### What is being asked:
Lines containing the string "blue": how many are there below? Answer with the number only.

### Task input:
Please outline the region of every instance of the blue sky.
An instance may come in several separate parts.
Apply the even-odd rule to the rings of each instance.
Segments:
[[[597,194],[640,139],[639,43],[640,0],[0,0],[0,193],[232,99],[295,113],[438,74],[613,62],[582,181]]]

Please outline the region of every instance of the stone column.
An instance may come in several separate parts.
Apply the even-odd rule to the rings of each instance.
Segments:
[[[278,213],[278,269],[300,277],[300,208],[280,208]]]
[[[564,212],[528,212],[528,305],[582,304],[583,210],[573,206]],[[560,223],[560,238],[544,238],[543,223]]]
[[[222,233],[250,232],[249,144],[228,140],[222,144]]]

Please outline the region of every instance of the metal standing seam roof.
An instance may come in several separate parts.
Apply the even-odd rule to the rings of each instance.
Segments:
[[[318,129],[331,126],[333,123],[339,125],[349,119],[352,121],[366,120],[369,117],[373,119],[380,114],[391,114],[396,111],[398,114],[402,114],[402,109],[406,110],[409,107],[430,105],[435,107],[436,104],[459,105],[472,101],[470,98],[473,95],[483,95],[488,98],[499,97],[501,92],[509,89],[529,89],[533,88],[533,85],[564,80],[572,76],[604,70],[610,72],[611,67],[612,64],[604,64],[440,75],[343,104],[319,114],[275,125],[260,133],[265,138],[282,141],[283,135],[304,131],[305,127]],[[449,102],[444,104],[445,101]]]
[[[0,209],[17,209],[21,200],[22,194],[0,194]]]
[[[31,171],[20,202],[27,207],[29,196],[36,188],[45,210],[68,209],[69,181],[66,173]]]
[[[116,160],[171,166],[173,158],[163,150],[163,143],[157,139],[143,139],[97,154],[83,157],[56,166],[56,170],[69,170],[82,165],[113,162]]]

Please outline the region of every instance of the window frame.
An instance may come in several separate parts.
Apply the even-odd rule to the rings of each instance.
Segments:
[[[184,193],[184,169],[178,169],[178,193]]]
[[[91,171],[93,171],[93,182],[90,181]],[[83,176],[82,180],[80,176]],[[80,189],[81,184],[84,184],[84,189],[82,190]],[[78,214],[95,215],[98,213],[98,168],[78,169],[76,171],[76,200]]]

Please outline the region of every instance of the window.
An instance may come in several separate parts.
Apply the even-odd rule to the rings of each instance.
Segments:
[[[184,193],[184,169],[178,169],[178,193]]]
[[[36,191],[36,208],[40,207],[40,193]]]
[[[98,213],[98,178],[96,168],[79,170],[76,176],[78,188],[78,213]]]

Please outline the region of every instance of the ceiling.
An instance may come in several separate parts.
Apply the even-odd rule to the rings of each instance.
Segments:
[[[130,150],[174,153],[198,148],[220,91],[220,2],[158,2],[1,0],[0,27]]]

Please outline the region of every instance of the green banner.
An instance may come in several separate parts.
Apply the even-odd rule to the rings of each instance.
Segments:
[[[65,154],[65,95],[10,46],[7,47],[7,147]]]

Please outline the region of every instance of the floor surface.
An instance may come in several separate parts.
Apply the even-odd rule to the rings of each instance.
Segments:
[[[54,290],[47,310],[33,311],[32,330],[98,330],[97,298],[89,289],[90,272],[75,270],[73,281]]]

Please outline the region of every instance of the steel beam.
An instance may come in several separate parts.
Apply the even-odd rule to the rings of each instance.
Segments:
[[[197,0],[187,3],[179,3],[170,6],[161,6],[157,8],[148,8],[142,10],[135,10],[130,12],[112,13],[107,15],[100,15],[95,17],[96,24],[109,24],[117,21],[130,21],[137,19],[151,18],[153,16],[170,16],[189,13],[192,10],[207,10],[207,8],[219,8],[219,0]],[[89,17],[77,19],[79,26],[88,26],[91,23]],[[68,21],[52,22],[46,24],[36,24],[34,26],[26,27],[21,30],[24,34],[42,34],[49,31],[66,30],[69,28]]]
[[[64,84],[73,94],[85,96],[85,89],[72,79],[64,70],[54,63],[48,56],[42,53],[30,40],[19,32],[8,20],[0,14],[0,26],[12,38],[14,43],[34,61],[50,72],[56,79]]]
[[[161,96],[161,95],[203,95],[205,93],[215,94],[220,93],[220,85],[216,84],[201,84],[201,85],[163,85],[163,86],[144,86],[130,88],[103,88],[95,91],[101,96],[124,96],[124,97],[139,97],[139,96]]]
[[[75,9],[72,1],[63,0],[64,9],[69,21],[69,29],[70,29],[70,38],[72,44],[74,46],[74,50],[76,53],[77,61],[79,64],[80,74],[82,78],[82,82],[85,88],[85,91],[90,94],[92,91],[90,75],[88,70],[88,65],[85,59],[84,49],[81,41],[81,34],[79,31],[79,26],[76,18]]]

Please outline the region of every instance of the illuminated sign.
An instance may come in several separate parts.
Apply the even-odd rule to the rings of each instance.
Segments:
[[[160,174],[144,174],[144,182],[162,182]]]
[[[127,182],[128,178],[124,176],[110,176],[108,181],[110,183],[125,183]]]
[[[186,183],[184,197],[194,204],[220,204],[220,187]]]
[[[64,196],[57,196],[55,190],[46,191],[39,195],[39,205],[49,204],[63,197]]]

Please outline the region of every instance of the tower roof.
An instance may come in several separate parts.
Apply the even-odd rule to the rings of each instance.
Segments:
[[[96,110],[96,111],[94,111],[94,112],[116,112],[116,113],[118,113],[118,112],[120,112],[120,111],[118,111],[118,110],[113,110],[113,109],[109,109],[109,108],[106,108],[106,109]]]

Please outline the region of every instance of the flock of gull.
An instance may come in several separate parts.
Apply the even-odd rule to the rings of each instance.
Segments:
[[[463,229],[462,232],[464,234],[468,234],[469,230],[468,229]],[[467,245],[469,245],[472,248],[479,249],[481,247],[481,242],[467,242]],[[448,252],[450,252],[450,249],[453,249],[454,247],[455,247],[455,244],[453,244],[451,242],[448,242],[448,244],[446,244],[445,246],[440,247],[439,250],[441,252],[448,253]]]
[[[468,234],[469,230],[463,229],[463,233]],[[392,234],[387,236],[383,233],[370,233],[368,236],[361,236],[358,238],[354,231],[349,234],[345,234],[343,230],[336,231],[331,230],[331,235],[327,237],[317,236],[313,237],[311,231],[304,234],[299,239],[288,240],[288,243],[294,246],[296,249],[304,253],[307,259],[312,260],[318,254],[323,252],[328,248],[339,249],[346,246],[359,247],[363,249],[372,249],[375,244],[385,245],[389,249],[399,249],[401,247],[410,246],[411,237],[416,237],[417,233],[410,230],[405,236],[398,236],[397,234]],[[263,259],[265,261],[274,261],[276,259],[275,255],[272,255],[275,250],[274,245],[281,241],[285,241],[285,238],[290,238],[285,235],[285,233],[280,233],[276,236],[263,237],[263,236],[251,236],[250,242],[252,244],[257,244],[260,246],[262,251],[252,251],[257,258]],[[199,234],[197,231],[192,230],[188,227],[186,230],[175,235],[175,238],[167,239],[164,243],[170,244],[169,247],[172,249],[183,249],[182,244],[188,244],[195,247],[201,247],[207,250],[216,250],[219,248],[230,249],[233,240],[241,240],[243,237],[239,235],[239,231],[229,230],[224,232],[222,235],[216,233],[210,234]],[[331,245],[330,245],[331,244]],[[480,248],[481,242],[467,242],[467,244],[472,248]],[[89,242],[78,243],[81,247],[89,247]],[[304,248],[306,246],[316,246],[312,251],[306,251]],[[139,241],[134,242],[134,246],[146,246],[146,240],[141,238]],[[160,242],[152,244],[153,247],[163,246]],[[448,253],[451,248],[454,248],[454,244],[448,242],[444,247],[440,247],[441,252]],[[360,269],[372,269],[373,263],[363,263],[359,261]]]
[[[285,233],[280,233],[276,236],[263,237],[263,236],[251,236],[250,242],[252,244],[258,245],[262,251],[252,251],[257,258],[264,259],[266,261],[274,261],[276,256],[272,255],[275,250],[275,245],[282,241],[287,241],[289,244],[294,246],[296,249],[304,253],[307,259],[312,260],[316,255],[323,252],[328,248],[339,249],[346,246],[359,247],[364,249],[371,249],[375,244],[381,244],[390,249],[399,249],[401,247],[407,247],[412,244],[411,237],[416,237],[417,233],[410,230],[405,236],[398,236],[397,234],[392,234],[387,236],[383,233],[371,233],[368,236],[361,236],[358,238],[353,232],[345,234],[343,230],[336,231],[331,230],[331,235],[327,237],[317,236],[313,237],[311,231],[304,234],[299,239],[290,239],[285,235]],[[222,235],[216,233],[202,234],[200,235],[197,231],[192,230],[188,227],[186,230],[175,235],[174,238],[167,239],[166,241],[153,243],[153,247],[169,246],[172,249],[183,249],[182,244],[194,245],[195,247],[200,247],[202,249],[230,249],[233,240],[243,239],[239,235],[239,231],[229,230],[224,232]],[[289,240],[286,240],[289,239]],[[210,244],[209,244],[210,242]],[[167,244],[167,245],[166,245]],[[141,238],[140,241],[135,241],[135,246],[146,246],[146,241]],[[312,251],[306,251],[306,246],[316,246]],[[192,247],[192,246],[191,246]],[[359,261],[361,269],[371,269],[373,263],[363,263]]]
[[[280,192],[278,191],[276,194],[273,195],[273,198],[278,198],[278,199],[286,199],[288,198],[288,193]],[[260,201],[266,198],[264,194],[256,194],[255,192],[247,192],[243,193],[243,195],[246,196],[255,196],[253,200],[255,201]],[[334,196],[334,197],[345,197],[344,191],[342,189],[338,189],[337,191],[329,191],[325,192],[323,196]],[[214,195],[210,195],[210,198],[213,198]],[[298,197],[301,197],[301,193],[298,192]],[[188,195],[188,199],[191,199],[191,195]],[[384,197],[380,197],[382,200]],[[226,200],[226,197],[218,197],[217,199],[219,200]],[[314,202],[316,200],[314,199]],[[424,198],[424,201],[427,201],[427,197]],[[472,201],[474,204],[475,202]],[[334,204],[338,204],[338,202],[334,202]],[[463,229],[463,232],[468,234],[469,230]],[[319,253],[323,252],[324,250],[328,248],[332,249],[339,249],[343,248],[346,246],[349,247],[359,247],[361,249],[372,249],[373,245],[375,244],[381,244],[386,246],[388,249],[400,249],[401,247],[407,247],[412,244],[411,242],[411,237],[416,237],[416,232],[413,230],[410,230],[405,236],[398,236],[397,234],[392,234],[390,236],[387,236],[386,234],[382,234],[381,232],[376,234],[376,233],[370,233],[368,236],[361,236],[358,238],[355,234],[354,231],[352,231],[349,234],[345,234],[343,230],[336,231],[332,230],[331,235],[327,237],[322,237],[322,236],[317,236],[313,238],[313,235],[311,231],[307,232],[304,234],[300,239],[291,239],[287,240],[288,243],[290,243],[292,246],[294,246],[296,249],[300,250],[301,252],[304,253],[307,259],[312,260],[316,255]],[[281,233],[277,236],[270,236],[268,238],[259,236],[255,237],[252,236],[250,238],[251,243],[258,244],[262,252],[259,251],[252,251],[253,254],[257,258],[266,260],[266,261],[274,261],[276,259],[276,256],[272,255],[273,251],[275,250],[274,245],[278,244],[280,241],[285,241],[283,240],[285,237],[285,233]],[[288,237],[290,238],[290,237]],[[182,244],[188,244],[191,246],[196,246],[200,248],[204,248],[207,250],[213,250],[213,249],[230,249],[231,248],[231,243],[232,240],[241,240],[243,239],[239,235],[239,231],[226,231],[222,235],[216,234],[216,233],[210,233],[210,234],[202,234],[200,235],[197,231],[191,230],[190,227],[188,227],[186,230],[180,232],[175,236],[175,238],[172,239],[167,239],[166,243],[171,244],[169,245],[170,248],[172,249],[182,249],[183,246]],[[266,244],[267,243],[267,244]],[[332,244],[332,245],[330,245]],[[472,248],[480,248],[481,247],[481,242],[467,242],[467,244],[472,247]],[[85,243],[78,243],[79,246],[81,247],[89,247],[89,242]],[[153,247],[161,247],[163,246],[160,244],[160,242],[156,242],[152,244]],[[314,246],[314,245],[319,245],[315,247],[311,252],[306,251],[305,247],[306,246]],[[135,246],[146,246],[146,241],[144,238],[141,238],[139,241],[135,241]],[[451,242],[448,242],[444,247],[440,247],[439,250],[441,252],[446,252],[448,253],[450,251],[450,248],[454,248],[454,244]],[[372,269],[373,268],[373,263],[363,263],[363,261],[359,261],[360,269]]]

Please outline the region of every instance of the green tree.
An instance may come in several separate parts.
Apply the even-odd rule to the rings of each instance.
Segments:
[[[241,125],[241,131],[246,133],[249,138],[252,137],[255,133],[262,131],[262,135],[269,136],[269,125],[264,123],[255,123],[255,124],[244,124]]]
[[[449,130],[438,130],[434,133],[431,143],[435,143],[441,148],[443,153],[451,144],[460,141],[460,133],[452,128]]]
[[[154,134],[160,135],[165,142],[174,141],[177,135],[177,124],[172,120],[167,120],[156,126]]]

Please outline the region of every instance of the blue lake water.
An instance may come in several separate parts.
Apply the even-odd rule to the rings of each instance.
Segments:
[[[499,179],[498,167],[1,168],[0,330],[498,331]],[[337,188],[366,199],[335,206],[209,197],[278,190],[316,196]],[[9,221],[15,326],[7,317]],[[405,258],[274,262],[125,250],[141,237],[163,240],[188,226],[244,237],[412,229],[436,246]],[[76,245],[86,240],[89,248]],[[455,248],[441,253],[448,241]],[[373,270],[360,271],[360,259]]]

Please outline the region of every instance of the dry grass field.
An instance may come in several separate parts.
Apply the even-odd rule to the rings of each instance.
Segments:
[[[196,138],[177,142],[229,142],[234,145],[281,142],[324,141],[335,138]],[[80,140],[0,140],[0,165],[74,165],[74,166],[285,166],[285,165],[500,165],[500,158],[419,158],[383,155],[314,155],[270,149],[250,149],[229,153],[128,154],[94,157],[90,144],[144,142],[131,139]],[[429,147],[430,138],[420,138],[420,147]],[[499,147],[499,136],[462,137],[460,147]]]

### Response:
2